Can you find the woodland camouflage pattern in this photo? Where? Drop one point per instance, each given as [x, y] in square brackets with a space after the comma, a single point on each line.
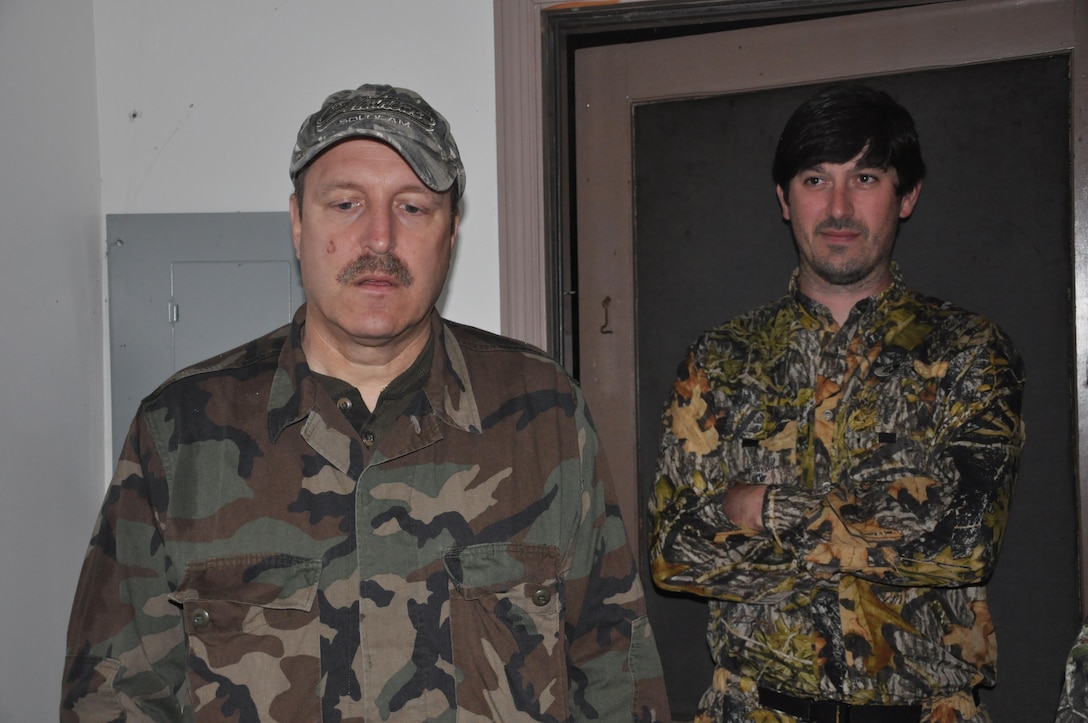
[891, 447]
[255, 560]
[1073, 707]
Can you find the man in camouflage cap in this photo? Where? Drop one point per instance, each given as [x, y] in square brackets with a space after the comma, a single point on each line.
[371, 513]
[837, 465]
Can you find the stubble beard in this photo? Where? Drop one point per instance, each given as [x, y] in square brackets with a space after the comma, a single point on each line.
[837, 267]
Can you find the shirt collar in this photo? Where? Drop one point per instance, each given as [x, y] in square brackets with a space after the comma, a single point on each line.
[448, 387]
[868, 306]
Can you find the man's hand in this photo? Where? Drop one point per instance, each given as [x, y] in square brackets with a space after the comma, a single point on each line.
[743, 505]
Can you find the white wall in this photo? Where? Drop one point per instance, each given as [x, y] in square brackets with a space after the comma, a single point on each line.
[200, 101]
[197, 109]
[51, 372]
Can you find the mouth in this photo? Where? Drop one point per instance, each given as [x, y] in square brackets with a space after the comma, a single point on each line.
[374, 282]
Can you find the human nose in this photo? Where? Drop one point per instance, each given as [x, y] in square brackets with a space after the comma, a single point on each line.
[840, 203]
[378, 232]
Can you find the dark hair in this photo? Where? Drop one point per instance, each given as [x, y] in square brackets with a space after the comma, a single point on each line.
[841, 122]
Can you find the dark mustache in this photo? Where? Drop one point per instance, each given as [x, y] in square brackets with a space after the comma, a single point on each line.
[841, 224]
[388, 264]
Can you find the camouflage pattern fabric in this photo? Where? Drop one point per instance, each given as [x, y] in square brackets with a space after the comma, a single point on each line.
[255, 560]
[1073, 707]
[890, 447]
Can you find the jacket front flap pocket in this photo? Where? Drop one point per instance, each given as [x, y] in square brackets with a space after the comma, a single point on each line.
[480, 570]
[276, 582]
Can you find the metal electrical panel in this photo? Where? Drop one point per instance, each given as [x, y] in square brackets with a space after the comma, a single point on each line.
[187, 286]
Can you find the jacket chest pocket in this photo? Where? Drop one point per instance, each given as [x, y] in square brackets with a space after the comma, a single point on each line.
[505, 616]
[254, 637]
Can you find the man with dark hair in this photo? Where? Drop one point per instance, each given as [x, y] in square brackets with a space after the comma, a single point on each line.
[837, 465]
[371, 513]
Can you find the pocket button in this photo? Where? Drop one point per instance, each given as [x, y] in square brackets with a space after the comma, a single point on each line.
[200, 618]
[541, 597]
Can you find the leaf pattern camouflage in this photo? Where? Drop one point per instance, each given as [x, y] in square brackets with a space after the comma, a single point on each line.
[1073, 706]
[890, 447]
[255, 560]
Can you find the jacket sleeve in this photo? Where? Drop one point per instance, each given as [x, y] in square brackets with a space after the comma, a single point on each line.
[614, 670]
[938, 524]
[125, 657]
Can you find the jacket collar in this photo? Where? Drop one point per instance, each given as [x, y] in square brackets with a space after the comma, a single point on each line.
[295, 391]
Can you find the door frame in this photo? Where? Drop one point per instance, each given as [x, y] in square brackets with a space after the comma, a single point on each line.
[534, 47]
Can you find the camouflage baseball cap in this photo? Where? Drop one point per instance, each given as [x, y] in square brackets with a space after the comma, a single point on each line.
[397, 116]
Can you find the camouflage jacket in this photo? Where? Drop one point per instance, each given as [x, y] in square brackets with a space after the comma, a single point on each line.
[1073, 706]
[890, 446]
[255, 560]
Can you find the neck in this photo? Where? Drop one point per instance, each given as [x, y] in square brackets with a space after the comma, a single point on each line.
[368, 369]
[840, 299]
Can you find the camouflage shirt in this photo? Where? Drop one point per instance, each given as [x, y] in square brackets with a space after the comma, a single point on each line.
[1073, 707]
[890, 446]
[257, 560]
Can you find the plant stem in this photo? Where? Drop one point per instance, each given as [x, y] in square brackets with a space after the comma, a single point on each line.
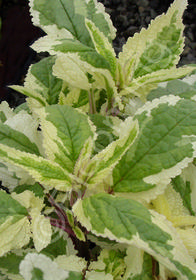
[62, 225]
[92, 102]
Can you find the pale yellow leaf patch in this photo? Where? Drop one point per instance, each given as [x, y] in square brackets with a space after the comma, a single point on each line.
[14, 234]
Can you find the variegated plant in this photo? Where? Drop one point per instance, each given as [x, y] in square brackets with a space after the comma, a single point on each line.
[98, 166]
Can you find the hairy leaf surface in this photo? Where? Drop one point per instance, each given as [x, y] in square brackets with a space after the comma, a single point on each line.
[13, 138]
[151, 56]
[42, 170]
[14, 225]
[102, 164]
[65, 131]
[40, 79]
[164, 147]
[128, 221]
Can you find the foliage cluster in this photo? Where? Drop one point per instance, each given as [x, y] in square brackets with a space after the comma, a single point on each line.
[99, 161]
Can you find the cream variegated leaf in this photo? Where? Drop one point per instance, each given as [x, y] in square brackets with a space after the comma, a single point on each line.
[100, 71]
[67, 21]
[19, 130]
[40, 226]
[151, 56]
[41, 266]
[63, 143]
[136, 47]
[71, 71]
[32, 94]
[164, 148]
[139, 264]
[102, 45]
[48, 173]
[14, 224]
[102, 164]
[127, 221]
[141, 86]
[5, 112]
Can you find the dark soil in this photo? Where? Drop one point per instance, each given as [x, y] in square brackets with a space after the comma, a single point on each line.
[128, 16]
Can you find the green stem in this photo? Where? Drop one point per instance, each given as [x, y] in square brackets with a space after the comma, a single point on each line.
[92, 102]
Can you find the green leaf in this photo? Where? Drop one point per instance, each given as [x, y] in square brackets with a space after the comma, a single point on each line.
[163, 148]
[74, 276]
[139, 265]
[14, 225]
[10, 207]
[36, 264]
[37, 274]
[31, 93]
[58, 246]
[128, 221]
[176, 87]
[13, 138]
[183, 188]
[62, 15]
[102, 45]
[104, 130]
[36, 189]
[113, 261]
[85, 53]
[102, 164]
[40, 79]
[141, 86]
[151, 56]
[48, 173]
[10, 262]
[5, 111]
[65, 131]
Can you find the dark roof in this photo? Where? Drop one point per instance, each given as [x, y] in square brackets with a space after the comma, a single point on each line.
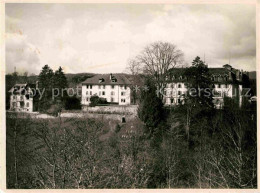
[120, 79]
[218, 71]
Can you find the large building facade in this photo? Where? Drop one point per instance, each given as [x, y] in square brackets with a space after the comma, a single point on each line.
[21, 98]
[114, 89]
[227, 81]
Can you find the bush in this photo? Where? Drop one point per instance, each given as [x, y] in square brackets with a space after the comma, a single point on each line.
[118, 128]
[72, 103]
[54, 110]
[95, 100]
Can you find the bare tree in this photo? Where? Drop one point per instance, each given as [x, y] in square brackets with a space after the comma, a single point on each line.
[157, 59]
[133, 67]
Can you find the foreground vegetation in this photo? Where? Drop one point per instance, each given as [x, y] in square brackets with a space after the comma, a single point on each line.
[88, 153]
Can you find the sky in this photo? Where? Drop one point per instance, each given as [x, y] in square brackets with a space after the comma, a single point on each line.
[102, 38]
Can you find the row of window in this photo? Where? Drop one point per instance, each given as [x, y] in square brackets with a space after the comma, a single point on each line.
[180, 85]
[221, 86]
[175, 85]
[111, 100]
[171, 93]
[104, 93]
[104, 87]
[219, 78]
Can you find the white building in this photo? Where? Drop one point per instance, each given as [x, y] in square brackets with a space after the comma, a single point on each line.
[114, 88]
[227, 81]
[21, 98]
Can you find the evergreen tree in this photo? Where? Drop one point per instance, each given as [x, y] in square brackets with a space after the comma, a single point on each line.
[198, 101]
[45, 85]
[46, 78]
[151, 107]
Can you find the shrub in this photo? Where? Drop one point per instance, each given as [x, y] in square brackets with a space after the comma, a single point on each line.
[95, 100]
[72, 103]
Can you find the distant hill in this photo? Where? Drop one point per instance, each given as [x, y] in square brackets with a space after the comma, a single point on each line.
[252, 75]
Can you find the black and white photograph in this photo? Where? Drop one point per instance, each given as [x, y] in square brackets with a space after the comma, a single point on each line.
[130, 95]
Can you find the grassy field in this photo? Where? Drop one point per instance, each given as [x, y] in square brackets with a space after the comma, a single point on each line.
[25, 146]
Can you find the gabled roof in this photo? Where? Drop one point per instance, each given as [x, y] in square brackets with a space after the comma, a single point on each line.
[218, 71]
[18, 88]
[120, 80]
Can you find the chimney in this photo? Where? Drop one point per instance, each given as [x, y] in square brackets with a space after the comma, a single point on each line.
[229, 75]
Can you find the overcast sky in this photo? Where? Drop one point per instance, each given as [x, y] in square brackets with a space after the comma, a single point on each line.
[101, 38]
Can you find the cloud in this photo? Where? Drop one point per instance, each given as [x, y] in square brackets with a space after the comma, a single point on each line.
[21, 54]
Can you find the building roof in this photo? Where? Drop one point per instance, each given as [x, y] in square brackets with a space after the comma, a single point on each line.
[18, 88]
[120, 80]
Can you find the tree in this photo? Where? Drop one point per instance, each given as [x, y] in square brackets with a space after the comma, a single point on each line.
[60, 80]
[46, 78]
[150, 109]
[156, 59]
[199, 96]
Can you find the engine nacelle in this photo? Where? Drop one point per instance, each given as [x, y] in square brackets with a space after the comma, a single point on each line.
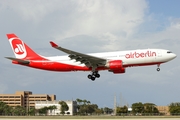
[115, 66]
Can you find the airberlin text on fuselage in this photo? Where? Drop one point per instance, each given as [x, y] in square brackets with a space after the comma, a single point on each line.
[140, 55]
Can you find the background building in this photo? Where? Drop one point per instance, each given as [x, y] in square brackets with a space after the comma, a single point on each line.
[163, 109]
[25, 98]
[71, 104]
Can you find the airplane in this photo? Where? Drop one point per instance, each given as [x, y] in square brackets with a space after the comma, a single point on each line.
[115, 62]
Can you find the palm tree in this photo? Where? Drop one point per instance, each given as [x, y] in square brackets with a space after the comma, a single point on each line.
[64, 107]
[54, 108]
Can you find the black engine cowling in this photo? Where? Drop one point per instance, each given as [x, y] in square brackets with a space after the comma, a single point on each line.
[115, 66]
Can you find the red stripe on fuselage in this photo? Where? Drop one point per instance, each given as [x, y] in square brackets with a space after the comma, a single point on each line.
[61, 67]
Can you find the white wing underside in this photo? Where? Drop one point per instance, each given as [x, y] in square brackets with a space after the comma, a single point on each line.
[88, 60]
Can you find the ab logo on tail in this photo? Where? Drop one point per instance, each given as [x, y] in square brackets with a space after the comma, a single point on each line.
[18, 48]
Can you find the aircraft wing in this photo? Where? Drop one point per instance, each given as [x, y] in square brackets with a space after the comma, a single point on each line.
[25, 62]
[88, 60]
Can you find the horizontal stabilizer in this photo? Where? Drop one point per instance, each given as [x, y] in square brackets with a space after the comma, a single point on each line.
[18, 60]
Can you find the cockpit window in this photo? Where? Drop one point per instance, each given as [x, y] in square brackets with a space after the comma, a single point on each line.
[169, 52]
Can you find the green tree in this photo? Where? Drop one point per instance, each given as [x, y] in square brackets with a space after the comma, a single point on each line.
[43, 111]
[32, 111]
[121, 110]
[108, 110]
[64, 107]
[19, 110]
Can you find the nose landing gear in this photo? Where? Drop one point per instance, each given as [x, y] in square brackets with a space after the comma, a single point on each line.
[94, 75]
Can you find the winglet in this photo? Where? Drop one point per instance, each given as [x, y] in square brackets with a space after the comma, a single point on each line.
[53, 44]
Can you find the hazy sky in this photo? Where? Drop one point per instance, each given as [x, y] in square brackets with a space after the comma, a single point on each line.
[89, 26]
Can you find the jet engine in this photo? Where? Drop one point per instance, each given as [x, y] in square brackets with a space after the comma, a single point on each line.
[115, 66]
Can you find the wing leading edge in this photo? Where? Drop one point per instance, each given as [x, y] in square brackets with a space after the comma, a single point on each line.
[88, 60]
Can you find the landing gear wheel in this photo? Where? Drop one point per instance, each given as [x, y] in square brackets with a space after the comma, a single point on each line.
[93, 78]
[97, 75]
[89, 76]
[158, 69]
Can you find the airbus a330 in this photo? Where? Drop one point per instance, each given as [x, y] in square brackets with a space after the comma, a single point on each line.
[115, 62]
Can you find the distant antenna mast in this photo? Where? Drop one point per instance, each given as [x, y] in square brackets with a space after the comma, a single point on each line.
[115, 106]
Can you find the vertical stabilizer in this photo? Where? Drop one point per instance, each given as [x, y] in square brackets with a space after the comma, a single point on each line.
[20, 49]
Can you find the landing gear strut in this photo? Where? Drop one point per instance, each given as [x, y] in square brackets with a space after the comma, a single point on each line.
[94, 75]
[158, 69]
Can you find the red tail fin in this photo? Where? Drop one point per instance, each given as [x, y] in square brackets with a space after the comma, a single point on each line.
[20, 49]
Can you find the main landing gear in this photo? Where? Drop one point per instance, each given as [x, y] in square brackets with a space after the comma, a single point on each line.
[94, 75]
[158, 69]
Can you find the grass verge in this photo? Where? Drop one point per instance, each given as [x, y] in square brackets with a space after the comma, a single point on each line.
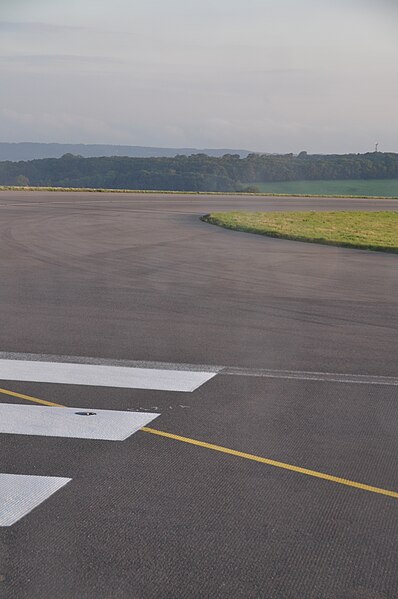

◆ **Assignment**
Each line from the one containing "Can you find the red tail" through the last line of the entries above is to be extracted exactly. Pictures are not part of the copy.

◆ **Completed exercise**
Can you find the red tail fin in this photo? Where? Drop one point per instance, each given as [x, y] in square brackets with a space after the comma, a single point on each line.
[20, 49]
Can you find the main landing gear in this photo? Where? Drop one point per instance, each given as [x, y] in square brackets with a space after the comma, a single point on each line.
[94, 75]
[158, 69]
Can you find the grass verge in this photo? Where? Drop one point per instance, each given as [x, y] in square brackets with a space after the comma, a single point on each line.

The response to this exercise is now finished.